# To do
Retype the entries below verbatim, starting with the first line and ending with the line containing "x=429 y=158", both lines included.

··· Provided records ···

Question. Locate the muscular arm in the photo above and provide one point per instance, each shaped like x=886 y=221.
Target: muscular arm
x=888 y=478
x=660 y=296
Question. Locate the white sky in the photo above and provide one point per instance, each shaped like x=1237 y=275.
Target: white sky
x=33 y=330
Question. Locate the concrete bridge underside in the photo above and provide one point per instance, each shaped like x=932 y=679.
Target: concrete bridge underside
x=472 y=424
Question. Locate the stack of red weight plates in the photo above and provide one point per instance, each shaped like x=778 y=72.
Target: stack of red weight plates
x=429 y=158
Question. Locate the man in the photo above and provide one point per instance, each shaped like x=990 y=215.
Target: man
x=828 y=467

···

# Full response
Question. Locate the muscular arm in the photo above and provide one point per instance, each shaped like x=886 y=221.
Target: muscular arm
x=888 y=478
x=660 y=296
Question. Locate the white sky in the photo above and provide one point per instance, each shaped like x=1237 y=275.
Target: white sky
x=33 y=330
Question. Locate the concrete bridge underside in the photo above and provide one point per instance, each shaped like x=932 y=679.
Target: concrete bridge underside
x=472 y=424
Question. Locate the stack of red weight plates in the photo above and provide one point per instance, each shaped like x=778 y=72.
Target: stack of red weight plates
x=429 y=158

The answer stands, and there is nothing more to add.